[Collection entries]
** BEGIN **
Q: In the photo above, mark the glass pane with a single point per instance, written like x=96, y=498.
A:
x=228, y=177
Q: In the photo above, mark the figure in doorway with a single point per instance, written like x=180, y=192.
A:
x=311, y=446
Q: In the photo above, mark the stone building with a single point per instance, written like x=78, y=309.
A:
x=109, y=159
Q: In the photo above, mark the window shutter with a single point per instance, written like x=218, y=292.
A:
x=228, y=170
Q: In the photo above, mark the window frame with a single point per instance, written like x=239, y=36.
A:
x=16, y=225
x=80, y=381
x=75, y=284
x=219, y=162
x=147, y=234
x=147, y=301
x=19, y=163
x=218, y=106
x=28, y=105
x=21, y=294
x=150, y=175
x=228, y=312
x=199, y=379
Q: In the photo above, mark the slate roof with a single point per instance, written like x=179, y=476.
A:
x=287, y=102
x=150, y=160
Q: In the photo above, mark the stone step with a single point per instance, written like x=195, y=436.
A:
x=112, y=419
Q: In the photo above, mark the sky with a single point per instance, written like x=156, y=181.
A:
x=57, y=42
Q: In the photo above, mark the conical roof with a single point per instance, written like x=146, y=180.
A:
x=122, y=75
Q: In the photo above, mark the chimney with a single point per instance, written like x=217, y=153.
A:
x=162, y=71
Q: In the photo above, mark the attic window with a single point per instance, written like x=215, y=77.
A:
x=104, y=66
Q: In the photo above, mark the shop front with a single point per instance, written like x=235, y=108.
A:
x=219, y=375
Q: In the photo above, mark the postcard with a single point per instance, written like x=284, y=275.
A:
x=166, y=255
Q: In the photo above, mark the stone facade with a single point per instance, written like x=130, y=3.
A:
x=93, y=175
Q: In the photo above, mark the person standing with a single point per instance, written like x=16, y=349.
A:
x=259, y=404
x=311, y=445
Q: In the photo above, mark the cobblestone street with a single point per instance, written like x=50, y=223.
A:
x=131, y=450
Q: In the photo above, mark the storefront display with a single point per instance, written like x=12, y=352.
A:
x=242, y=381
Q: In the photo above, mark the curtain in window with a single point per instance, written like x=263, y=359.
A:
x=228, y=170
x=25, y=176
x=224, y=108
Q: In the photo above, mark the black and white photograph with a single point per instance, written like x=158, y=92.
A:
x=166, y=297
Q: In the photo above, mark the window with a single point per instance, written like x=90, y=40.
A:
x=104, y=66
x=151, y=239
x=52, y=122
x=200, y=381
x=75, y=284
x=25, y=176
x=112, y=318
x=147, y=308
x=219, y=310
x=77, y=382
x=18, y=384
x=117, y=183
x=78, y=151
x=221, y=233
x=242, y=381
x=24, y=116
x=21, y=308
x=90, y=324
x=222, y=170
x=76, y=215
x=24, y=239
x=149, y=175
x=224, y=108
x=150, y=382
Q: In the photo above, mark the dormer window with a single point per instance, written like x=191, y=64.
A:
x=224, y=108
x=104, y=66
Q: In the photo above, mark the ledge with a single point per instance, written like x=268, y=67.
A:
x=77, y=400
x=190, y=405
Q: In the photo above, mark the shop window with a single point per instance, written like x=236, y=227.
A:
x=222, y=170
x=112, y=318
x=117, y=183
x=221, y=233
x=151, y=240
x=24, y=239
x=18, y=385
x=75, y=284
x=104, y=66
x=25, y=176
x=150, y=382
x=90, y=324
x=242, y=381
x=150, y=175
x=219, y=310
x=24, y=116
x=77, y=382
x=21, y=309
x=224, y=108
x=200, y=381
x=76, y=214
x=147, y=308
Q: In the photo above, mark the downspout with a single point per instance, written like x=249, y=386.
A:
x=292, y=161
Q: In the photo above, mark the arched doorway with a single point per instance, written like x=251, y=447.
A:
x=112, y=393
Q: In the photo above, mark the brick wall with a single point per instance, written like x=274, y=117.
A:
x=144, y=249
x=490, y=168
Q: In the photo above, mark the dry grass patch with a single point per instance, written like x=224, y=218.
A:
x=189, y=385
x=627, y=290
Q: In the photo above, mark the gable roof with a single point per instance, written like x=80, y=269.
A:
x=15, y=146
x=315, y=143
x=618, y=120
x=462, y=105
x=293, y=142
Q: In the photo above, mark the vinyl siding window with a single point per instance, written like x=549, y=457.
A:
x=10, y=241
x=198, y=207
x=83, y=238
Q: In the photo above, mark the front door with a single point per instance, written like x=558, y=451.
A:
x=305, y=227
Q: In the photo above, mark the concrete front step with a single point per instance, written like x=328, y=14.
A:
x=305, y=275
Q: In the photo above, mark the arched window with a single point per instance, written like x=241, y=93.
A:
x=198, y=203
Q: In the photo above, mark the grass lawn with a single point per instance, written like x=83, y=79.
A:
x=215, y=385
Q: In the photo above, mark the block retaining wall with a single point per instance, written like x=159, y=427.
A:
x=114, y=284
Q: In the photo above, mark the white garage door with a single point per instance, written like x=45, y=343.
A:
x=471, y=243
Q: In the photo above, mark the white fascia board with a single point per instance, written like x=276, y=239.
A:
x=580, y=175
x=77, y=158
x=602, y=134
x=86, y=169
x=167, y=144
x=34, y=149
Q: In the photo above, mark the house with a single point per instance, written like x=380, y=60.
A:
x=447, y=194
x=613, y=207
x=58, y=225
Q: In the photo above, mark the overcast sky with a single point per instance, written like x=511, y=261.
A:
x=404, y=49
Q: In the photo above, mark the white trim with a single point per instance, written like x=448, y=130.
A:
** END **
_Given problem:_ Lay out every line of the rows above as a numbered list, leaving out any blank lines.

_Written answer:_
1. Q: In the photo above, mark the glass pane with a single point per instance, written like x=96, y=498.
2. A:
3. x=228, y=177
4. Q: In the photo above, mark the figure in doorway with a single point per instance, written like x=180, y=192.
5. A:
6. x=311, y=446
7. Q: In the photo above, mark the stone building with a single point per instance, written like x=78, y=309.
8. A:
9. x=109, y=159
10. Q: In the photo above, mark the window shutter with a single point per instance, written like x=218, y=292.
11. A:
12. x=228, y=170
13. Q: In the photo above, mark the window frame with a single point per instance, written like x=239, y=36.
14. A:
15. x=16, y=225
16. x=80, y=381
17. x=75, y=284
18. x=219, y=162
19. x=147, y=234
20. x=147, y=301
21. x=19, y=163
22. x=218, y=106
23. x=28, y=105
24. x=21, y=294
25. x=150, y=175
26. x=228, y=312
27. x=199, y=379
28. Q: In the photo above, mark the slate roof with a single point per instance, written like x=179, y=476.
29. A:
30. x=287, y=102
31. x=150, y=160
32. Q: In the photo above, mark the stone step with a single point per instance, written like x=195, y=436.
33. A:
34. x=112, y=419
35. Q: In the photo above, mark the sky with a single point per instance, written like x=156, y=181.
36. A:
37. x=57, y=42
38. Q: In the photo above, mark the conical roof with a single point per instance, written like x=146, y=180.
39. A:
40. x=122, y=75
41. Q: In the photo above, mark the chimney with a single point per instance, written like x=217, y=153.
42. A:
43. x=162, y=71
44. Q: In the photo above, mark the attic window with a single point per instance, written like x=215, y=77.
45. A:
46. x=104, y=66
47. Q: In the photo above, mark the shop front with a single point per instance, written like x=235, y=108.
48. A:
49. x=219, y=375
50. Q: In the photo above, mark the postcard with a single point per instance, written like x=284, y=275.
51. A:
52. x=166, y=255
53. Q: In the photo above, mark the stone facade with a single point per instance, written like x=130, y=3.
54. A:
55. x=93, y=175
56. Q: In the photo above, mark the person standing with a single point per instance, written like x=16, y=349.
57. A:
58. x=259, y=404
59. x=311, y=445
60. Q: In the photo above, mark the cobblestone street with a single point per instance, written like x=50, y=223.
61. A:
62. x=131, y=450
63. Q: In the photo above, mark the storefront display with a single point per instance, written like x=12, y=352.
64. A:
65. x=242, y=381
66. Q: In the photo above, mark the curtain in window with a single point per instance, written like x=263, y=359.
67. A:
68. x=228, y=170
69. x=25, y=176
70. x=224, y=108
71. Q: In the photo above, mark the black and white photograph with a single point per instance, written like x=158, y=92.
72. A:
73. x=166, y=297
74. Q: In the photo above, mark the window with a single point per instance, written like x=90, y=40.
75. A:
76. x=104, y=66
77. x=151, y=239
78. x=52, y=122
79. x=200, y=381
80. x=75, y=284
81. x=25, y=176
82. x=112, y=318
83. x=147, y=308
84. x=219, y=310
85. x=77, y=382
86. x=18, y=384
87. x=117, y=183
88. x=78, y=151
89. x=221, y=233
90. x=242, y=381
91. x=24, y=116
92. x=21, y=308
93. x=90, y=324
94. x=222, y=170
95. x=76, y=215
96. x=24, y=239
97. x=149, y=175
98. x=224, y=108
99. x=150, y=382
100. Q: In the photo above, mark the dormer window with a single point per instance, written like x=191, y=64.
101. A:
102. x=224, y=108
103. x=104, y=66
104. Q: In the photo above, mark the ledge with a single point per instance, written like x=268, y=67.
105. A:
106. x=77, y=400
107. x=190, y=405
108. Q: In the photo above, mark the shop window with a single point per instance, written like x=236, y=227.
109. A:
110. x=222, y=170
111. x=112, y=318
112. x=117, y=183
113. x=221, y=233
114. x=151, y=240
115. x=24, y=239
116. x=18, y=385
117. x=75, y=284
118. x=104, y=66
119. x=25, y=176
120. x=150, y=382
121. x=90, y=324
122. x=242, y=381
123. x=150, y=175
124. x=219, y=310
125. x=24, y=116
126. x=77, y=382
127. x=21, y=309
128. x=224, y=108
129. x=200, y=381
130. x=76, y=214
131. x=147, y=308
132. Q: In the photo above, mark the downspout with a single point per instance, written like x=249, y=386.
133. A:
134. x=292, y=161
135. Q: In the photo above, mark the arched doorway with a single point per instance, written like x=251, y=447.
136. A:
137. x=112, y=393
138. Q: In the photo above, mark the brick wall with a single point per instance, written like x=274, y=117.
139. A:
140. x=144, y=249
141. x=490, y=168
142. Q: In the photo above, mark the dry grass patch with a single point per instance, written like x=224, y=218.
143. A:
144. x=189, y=385
145. x=627, y=290
146. Q: In the photo above, mark the gable roof with a single point per instance, written like x=80, y=269.
147. A:
148. x=15, y=146
149. x=315, y=143
150. x=618, y=120
151. x=462, y=105
152. x=293, y=142
153. Q: In the photo above, mark the vinyl siding window with a single point per instance, written like x=549, y=457.
154. A:
155. x=10, y=241
156. x=198, y=207
157. x=83, y=238
158. Q: In the photo above, mark the front door with a single point per instance, written like x=558, y=451.
159. A:
160. x=305, y=227
161. Q: In the photo above, mark the concrete front step with a single point per instance, written like x=328, y=14.
162. A:
163. x=305, y=275
164. Q: In the photo above, mark the arched window with a single point per instance, written like x=241, y=93.
165. A:
166. x=198, y=203
167. Q: In the photo above, mark the grass lawn with a single point per instance, written like x=83, y=79.
168. A:
169. x=215, y=385
170. Q: In the photo above, mark the block retaining wall with a single point per instance, written like x=159, y=427.
171. A:
172. x=114, y=284
173. Q: In the photo above, mark the white garage door with a single point per instance, written like x=45, y=343.
174. A:
175. x=471, y=243
176. Q: In the photo above, mark the white fascia board with a single point per instance, written like x=276, y=239.
177. A:
178. x=580, y=175
179. x=77, y=158
180. x=602, y=134
181. x=86, y=169
182. x=167, y=144
183. x=34, y=149
184. Q: In the photo above, mark the house with a single point per instance, written like x=380, y=60.
185. A:
186. x=447, y=194
187. x=613, y=207
188. x=58, y=225
189. Q: In the photo above, mark the overcast sky with a single point per instance, written like x=511, y=261.
190. A:
191. x=404, y=49
192. Q: In the photo above, mark the white trim with a single point per instance, written like x=448, y=130.
193. A:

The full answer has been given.